___ MATERIAL SHOWN ___
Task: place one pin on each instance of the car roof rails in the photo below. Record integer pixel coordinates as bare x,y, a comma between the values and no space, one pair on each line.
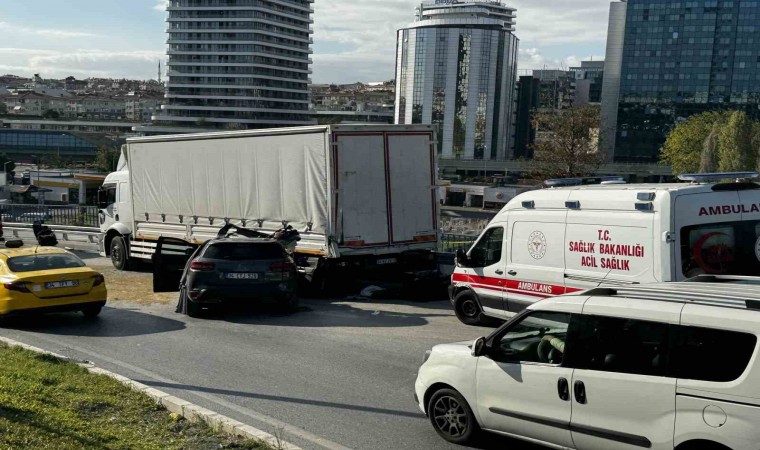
718,176
728,292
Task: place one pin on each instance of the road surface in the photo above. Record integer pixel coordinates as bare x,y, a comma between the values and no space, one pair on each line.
336,374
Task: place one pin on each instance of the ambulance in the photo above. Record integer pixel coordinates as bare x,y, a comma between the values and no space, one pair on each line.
562,240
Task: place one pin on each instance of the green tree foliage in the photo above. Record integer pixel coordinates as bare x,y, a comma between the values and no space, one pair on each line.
735,150
684,145
725,141
107,159
567,142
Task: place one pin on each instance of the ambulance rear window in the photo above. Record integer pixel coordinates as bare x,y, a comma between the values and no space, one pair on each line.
728,248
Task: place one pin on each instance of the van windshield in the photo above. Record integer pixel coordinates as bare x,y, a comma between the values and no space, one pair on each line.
727,248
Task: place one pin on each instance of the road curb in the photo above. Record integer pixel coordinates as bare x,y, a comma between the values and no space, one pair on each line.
176,405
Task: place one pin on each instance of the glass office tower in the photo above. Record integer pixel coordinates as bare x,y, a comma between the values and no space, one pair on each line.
455,68
678,58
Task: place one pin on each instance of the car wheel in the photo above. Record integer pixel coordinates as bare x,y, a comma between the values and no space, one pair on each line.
468,309
119,256
91,312
452,417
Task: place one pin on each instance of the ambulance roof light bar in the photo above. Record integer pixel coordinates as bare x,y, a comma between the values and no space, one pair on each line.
562,182
717,176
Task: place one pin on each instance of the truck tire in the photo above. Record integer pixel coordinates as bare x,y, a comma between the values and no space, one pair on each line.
118,251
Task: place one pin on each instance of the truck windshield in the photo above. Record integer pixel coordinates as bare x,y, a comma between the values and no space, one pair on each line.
728,248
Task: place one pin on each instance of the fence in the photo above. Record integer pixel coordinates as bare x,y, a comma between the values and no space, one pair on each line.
450,243
73,215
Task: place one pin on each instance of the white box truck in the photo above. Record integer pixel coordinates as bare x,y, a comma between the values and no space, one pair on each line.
363,194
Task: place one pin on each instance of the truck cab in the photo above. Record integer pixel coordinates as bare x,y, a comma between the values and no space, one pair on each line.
115,218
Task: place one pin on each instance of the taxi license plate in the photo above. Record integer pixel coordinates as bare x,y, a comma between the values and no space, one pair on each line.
61,284
242,276
384,261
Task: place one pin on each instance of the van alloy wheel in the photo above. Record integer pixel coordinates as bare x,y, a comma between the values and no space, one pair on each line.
450,417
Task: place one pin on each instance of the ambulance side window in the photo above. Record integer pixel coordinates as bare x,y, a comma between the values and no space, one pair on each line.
___
== JOB ==
Copy every line of the material above verbatim, from the first line to the last, and leave out the pictures.

== FULL SOLUTION ==
Task: place one pin on each instance of the car roof rails in the photo below. Record integer pixel coordinates as bare x,y, a comma between the values and no space, one pair on each line.
718,176
728,292
Task: place one pin on each instance of the road surface in the photo above. Record integer pixel coordinates as bare x,y, a comma between the values and no space, one pair on each line.
336,374
Task: place one pin on each instance of the ambulance in the photo above. Record integer pixel coordinates as bare x,y, a comma between the values and no space, one pair on each line.
562,240
Task: place one pin on each instance of the green tree foliage in the photo above. Record integer pixel coordinates as bare x,y, a comma between the values and no space, one pair on each line.
735,150
684,145
725,141
107,159
567,142
Task: place one pin on each instance of the ambulance rear window in the photo above. Record integer pixel coordinates as bare x,y, a comma between the values and no space, one pair on each line.
728,248
Task: place one pin on each instance of the van windshield in the photo above. Record integer pixel coordinates as bare x,y, a comma between the values and no space, one pair on each line.
727,248
Task: place one pin on each instance of the road curb in the photo above. Record integer pixel coordinates as bare x,y, a comma between the values and no space, one pair on each line.
176,405
Task: place one pin on each instance of the glass office tower in the photo above. Record integer pixel coordinates as bare x,y, a comma between the values and no space, one pair on each line.
455,68
678,58
Task: place one pin on each instance of the car wheel in the photo above. Record integer pixel coordinates as bare x,y, a comma between the values and no space, one pair on each line.
468,309
119,256
91,312
452,417
Task: place one pin on each instance of the ambulance roof light bar in the photo above. Record integer pixel coordinates as bare x,y, a comma between the values and no space, one pair on each line.
562,182
717,176
Task: place one pin on each instance of the truck tire in the photo above. Record integer pixel coordinates as bare x,y, a comma between the values and no space, one pair on each line.
118,251
Task: place one pin on each instance of the truck windshield in the photo above. Record integer pixel coordinates as bare x,y, a comma between the values and no space, one pair on each line.
728,248
Task: place one pin on each instance of the fence in the photo above. Record integer pixel coordinates as bare x,y, a comma between the values and no space, one pair on each line.
450,243
73,215
Task: place one pin on each instance of the white box truck in the photo above. Record integer pixel coordinates as bare x,y, a comma between the values and no space, one pair on each line.
363,194
Task: place one pin on each instance of the truck cab in the photo above. Record integer pixel coordinates as bare x,y, a comma between the values and no space, one pair on each line.
115,218
Task: place one pin on each instance of the taxi license plate in the photo above. Record integer pixel coordinates as bare x,y, a comma between the values and no space, one pair on each line.
61,284
242,276
384,261
Task: place one pin on each instance of the van alloy wheel in the photo above. Record integer pixel coordinates as bare x,y, a comma between the values and no space, one pair on each line.
450,417
Task: place one pin on each instance of the ambulance side window in the photo above. Record integer pixel coordinates as bare x,y, a comma between the values and no space, one pair on each line.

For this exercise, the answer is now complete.